**Input**
┌────────
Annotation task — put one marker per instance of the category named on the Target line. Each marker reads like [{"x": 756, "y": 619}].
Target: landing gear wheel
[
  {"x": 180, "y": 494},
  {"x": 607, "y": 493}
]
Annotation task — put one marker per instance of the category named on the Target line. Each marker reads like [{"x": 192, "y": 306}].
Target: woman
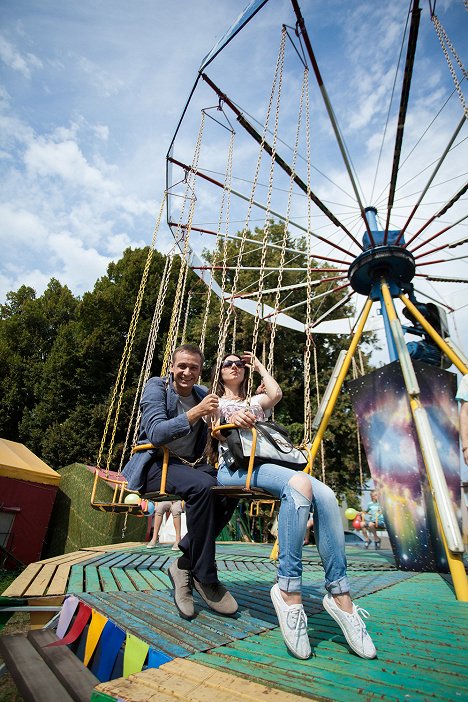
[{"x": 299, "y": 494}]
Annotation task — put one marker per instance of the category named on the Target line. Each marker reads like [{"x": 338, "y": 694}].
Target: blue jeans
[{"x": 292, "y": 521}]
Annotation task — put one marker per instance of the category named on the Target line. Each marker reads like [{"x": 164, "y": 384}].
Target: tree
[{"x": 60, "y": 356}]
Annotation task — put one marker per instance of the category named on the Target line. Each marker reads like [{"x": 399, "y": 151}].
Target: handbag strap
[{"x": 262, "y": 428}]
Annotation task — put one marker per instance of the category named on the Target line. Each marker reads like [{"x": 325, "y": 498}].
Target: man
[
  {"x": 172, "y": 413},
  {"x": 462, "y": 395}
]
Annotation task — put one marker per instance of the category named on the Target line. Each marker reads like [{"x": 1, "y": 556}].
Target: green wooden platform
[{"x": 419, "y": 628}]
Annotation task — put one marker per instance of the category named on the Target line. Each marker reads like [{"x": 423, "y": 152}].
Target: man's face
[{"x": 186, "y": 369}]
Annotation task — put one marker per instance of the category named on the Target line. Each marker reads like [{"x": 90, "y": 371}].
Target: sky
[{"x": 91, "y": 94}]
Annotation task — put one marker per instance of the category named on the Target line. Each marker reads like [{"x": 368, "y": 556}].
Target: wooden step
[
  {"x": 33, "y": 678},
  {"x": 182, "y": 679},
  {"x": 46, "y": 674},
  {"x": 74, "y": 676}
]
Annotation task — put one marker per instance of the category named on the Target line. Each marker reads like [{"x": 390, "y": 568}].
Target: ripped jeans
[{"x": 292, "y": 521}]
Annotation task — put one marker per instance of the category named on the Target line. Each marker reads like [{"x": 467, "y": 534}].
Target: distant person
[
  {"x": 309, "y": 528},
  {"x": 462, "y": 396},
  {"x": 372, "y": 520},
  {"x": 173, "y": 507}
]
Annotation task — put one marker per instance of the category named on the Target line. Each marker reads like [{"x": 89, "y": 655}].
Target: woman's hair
└────────
**Problem details**
Which lines of the listing above contain the word "wooden"? List each of them in full, and treat uppercase and lowercase as different.

**Answer to the problem**
Target: green wooden platform
Target: wooden step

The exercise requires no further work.